#### What is being asked:
Lay out everything from the start of the entries down through the line containing "367L497 360L430 374L434" as a JSON list of strings, one string per line and no blank lines.

Records from a data collection
--

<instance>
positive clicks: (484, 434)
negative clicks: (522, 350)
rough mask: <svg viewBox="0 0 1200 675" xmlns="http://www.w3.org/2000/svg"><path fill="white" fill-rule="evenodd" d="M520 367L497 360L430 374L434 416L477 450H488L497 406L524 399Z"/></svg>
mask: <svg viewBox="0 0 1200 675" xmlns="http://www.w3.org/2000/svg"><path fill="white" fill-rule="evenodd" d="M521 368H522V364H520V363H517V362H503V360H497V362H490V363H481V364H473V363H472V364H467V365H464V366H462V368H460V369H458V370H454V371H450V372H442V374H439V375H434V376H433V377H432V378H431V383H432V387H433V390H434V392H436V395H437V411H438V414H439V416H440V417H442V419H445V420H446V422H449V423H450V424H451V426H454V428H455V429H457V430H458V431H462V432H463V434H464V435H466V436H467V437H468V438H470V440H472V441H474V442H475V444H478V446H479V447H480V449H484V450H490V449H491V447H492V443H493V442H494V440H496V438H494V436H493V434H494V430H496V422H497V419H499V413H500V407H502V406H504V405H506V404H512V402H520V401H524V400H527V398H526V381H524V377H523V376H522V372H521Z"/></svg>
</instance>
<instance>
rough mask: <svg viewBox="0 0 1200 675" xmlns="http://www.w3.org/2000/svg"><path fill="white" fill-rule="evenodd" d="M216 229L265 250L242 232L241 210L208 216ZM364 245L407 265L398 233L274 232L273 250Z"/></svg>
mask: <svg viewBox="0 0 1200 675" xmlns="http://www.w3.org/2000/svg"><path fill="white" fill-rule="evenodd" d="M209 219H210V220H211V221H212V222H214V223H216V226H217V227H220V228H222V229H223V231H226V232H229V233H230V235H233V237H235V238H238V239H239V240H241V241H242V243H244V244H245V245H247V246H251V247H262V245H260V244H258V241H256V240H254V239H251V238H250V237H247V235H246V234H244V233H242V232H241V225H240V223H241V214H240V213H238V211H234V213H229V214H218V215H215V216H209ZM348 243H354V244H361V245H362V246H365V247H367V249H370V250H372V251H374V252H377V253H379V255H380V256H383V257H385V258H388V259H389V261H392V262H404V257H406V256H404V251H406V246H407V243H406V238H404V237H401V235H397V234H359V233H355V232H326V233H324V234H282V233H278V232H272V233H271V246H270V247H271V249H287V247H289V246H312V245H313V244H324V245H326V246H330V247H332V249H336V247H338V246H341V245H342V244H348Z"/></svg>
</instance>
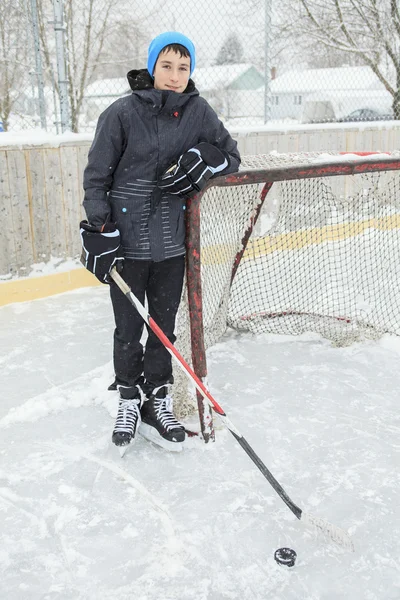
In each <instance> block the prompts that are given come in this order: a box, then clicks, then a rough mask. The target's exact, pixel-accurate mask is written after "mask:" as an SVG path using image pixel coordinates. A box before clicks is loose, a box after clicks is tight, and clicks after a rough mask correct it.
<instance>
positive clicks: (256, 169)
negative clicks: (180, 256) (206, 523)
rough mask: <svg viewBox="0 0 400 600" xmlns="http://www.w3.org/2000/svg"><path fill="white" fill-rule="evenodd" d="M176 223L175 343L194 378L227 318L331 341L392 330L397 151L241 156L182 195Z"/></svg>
mask: <svg viewBox="0 0 400 600" xmlns="http://www.w3.org/2000/svg"><path fill="white" fill-rule="evenodd" d="M186 226H187V255H186V256H187V258H186V260H187V269H186V275H187V301H186V298H185V299H184V301H183V302H182V310H181V314H180V316H178V328H177V335H178V340H177V346H178V349H180V351H181V352H182V353H183V354H184V355H185V358H186V359H188V360H189V361H191V362H192V365H193V369H194V371H195V373H196V375H197V376H198V377H200V378H201V379H202V380H203V381H204V380H205V378H206V376H207V364H206V349H207V348H208V347H209V346H210V345H212V344H214V343H215V342H216V341H217V340H218V339H219V338H220V337H221V336H222V335H223V333H224V332H225V331H226V329H227V327H228V326H230V327H233V328H235V329H238V330H241V331H252V332H255V333H257V332H273V333H286V334H300V333H303V332H307V331H310V332H315V333H318V334H320V335H323V336H324V337H327V338H329V339H331V340H332V341H333V343H335V344H337V345H344V344H348V343H351V342H352V341H354V340H355V339H362V338H365V337H377V336H379V335H382V334H383V333H385V332H389V333H396V334H400V294H399V292H400V289H399V281H400V260H399V259H400V235H399V231H400V153H399V154H385V153H360V154H356V153H342V154H329V153H298V154H283V155H282V154H277V153H272V154H270V155H260V156H253V157H245V158H244V159H243V162H242V167H241V170H240V171H239V172H238V173H235V174H232V175H227V176H225V177H220V178H217V179H214V180H211V182H210V183H209V185H208V187H207V188H206V189H205V190H204V191H203V192H202V193H201V194H198V195H197V196H196V197H194V198H192V199H191V200H189V201H188V202H187V210H186ZM397 265H398V266H397ZM179 323H180V324H179ZM189 330H190V340H188V333H189ZM197 400H198V408H199V416H200V423H201V428H202V432H203V436H204V438H205V440H206V441H207V440H208V439H210V438H212V437H213V435H214V433H213V427H212V418H211V414H210V411H209V409H208V407H207V406H205V405H204V401H203V399H202V398H201V397H200V396H199V397H198V399H197ZM188 412H189V409H188V408H187V407H186V406H184V403H183V402H182V400H180V401H179V400H178V413H180V414H185V413H186V414H187V413H188Z"/></svg>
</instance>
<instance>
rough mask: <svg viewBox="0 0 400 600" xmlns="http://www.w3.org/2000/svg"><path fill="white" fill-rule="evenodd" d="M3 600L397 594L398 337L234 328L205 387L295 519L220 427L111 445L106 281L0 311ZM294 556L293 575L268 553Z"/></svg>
mask: <svg viewBox="0 0 400 600" xmlns="http://www.w3.org/2000/svg"><path fill="white" fill-rule="evenodd" d="M0 329H1V335H0V340H1V357H0V367H1V374H2V392H3V393H2V402H1V404H0V436H1V446H0V511H1V529H0V536H1V543H0V598H2V599H3V598H4V600H115V599H116V598H126V599H127V600H130V599H135V600H175V599H176V600H178V599H179V600H192V599H193V600H223V599H232V600H339V599H346V600H347V599H350V598H351V599H352V600H398V599H399V598H400V569H399V560H398V557H399V555H400V543H399V537H400V535H399V530H400V510H399V492H400V481H399V477H400V476H399V472H400V469H399V466H400V457H399V449H400V442H399V433H400V417H399V389H400V369H399V362H400V339H399V338H397V337H395V336H385V337H384V338H382V339H381V340H379V341H367V342H365V343H356V344H353V345H351V346H349V347H346V348H336V347H333V346H332V345H331V344H330V343H329V342H328V341H326V340H323V339H322V338H320V337H318V336H317V335H315V334H304V335H302V336H299V337H288V336H278V335H271V334H270V335H268V334H257V335H252V334H238V333H235V332H233V331H229V332H228V333H227V335H226V336H225V337H224V338H223V340H221V341H220V343H218V344H217V345H215V346H213V347H212V348H211V349H210V350H209V351H208V364H209V387H210V390H211V393H212V394H213V396H214V397H215V398H216V400H217V401H218V402H219V403H220V404H221V405H222V407H223V408H224V409H225V411H226V413H227V415H228V416H229V417H230V419H231V420H232V421H233V423H234V424H235V425H236V426H237V427H238V428H239V429H240V431H241V432H242V433H243V435H244V436H245V437H246V439H247V440H248V442H249V443H250V445H251V446H252V447H253V449H254V450H255V451H256V452H257V454H258V455H259V456H260V458H261V459H262V460H263V461H264V462H265V464H266V465H267V467H268V468H269V469H270V470H271V471H272V473H273V474H274V476H275V477H276V478H277V479H278V481H279V482H280V483H281V485H282V486H283V487H284V488H285V490H286V492H287V493H288V494H289V496H290V497H291V498H292V499H293V501H294V502H295V503H296V504H298V505H299V506H300V508H302V509H303V510H305V511H307V512H310V513H312V514H314V515H316V516H320V517H322V518H325V519H327V520H328V521H330V522H332V523H334V524H335V525H337V526H339V527H342V528H343V529H345V530H346V531H348V532H349V533H350V534H351V536H352V539H353V541H354V544H355V552H354V553H350V552H348V551H347V550H343V549H342V548H340V547H339V546H337V545H335V544H334V543H332V542H331V541H330V540H329V539H327V538H325V537H324V536H323V535H320V534H317V533H316V532H315V531H313V530H312V529H310V528H308V527H306V526H305V525H304V524H303V523H302V522H299V521H298V520H297V519H296V518H295V517H294V516H293V514H292V513H291V512H290V511H289V509H288V508H287V507H286V506H285V504H284V503H283V502H282V500H281V499H280V498H279V497H278V496H277V494H276V492H275V491H274V490H273V489H272V487H271V486H270V485H269V483H268V482H267V481H266V480H265V479H264V478H263V477H262V475H261V473H260V472H259V471H258V469H257V468H256V467H255V466H254V464H253V463H252V462H251V461H250V460H249V458H248V457H247V456H246V454H245V453H244V452H243V450H242V449H241V447H240V446H239V445H238V443H237V442H236V441H235V440H234V438H233V437H232V436H231V435H230V433H229V432H228V431H227V430H225V429H221V428H220V425H219V424H218V422H216V425H217V427H218V429H217V436H216V443H214V444H212V443H210V444H208V445H205V444H203V443H202V442H201V441H200V440H199V439H190V440H188V441H187V442H186V447H185V449H184V451H183V452H182V453H180V454H172V453H168V452H167V451H165V450H162V449H161V448H158V447H156V446H154V445H152V444H150V443H149V442H147V441H146V440H144V439H143V438H140V437H138V439H137V441H136V443H135V445H134V447H133V448H132V449H130V451H129V452H128V453H127V454H126V456H125V457H124V458H123V459H121V458H120V456H119V454H118V451H117V450H116V448H115V447H114V446H113V445H112V444H111V443H110V440H111V432H112V428H113V419H112V415H113V414H114V413H115V410H116V405H117V394H116V393H112V392H108V391H107V386H108V384H109V383H110V382H111V381H112V378H113V373H112V364H111V353H112V346H111V343H112V330H113V322H112V312H111V306H110V303H109V300H108V293H107V289H106V288H105V287H95V288H86V289H83V290H78V291H75V292H70V293H66V294H62V295H59V296H54V297H51V298H47V299H44V300H36V301H33V302H28V303H22V304H13V305H8V306H5V307H3V308H1V309H0ZM282 546H289V547H291V548H294V549H295V550H296V552H297V555H298V558H297V562H296V565H295V567H293V568H291V569H288V568H286V567H282V566H279V565H277V564H276V563H275V561H274V559H273V554H274V551H275V550H276V549H277V548H279V547H282Z"/></svg>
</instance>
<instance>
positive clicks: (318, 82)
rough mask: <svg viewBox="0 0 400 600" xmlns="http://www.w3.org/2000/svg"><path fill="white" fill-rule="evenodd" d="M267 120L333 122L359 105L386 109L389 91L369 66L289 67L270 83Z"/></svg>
mask: <svg viewBox="0 0 400 600" xmlns="http://www.w3.org/2000/svg"><path fill="white" fill-rule="evenodd" d="M270 94H271V119H273V120H280V119H295V120H298V121H302V122H304V123H310V122H323V121H336V120H338V119H340V118H342V117H344V116H346V115H347V114H349V113H350V112H352V111H354V110H356V109H359V108H372V109H376V110H378V111H381V112H388V111H390V106H391V102H392V97H391V94H389V92H388V91H387V90H386V89H385V88H384V86H383V84H382V83H381V82H380V81H379V79H378V77H377V76H376V75H375V73H374V72H373V71H372V69H371V68H370V67H340V68H332V69H307V70H303V71H299V70H292V71H288V72H287V73H284V74H283V75H280V76H278V77H276V78H275V79H273V80H272V81H271V86H270Z"/></svg>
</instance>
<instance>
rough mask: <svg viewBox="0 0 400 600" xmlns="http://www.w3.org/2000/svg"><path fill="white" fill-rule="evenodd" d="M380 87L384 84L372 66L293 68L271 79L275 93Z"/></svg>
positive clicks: (273, 89) (382, 85)
mask: <svg viewBox="0 0 400 600" xmlns="http://www.w3.org/2000/svg"><path fill="white" fill-rule="evenodd" d="M379 89H383V85H382V83H381V82H380V81H379V79H378V78H377V76H376V75H375V73H374V72H373V71H372V69H371V68H370V67H340V68H334V69H305V70H303V71H299V70H296V71H295V70H293V71H288V72H287V73H284V74H283V75H280V76H278V77H276V79H273V80H272V81H271V92H272V93H273V94H277V93H303V92H317V91H320V90H348V91H350V90H379Z"/></svg>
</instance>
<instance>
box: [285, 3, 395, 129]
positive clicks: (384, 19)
mask: <svg viewBox="0 0 400 600" xmlns="http://www.w3.org/2000/svg"><path fill="white" fill-rule="evenodd" d="M298 1H299V12H298V19H296V22H294V21H293V20H292V22H291V24H289V25H287V26H288V29H289V30H291V31H292V32H295V31H296V30H297V31H302V32H303V33H304V34H305V35H306V36H307V37H308V38H309V39H310V40H311V41H312V42H313V44H314V48H315V52H318V51H319V48H321V47H322V48H325V49H328V50H331V51H335V52H340V53H341V54H343V55H344V56H348V57H355V58H356V59H357V61H361V63H362V64H364V65H368V66H369V67H370V68H371V69H372V71H373V72H374V73H375V75H376V76H377V78H378V79H379V81H380V82H381V83H382V85H383V86H384V87H385V89H386V90H387V91H388V92H389V93H390V94H391V95H392V98H393V102H392V107H393V113H394V115H395V118H397V119H400V12H399V6H398V2H397V0H298Z"/></svg>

--

#### Exercise answer:
[
  "<instance>",
  "positive clicks: (484, 434)",
  "negative clicks: (522, 350)",
  "rough mask: <svg viewBox=\"0 0 1200 675\" xmlns=\"http://www.w3.org/2000/svg\"><path fill=\"white\" fill-rule=\"evenodd\" d=\"M520 367L497 360L430 374L434 416L477 450H488L497 406L524 399Z\"/></svg>"
]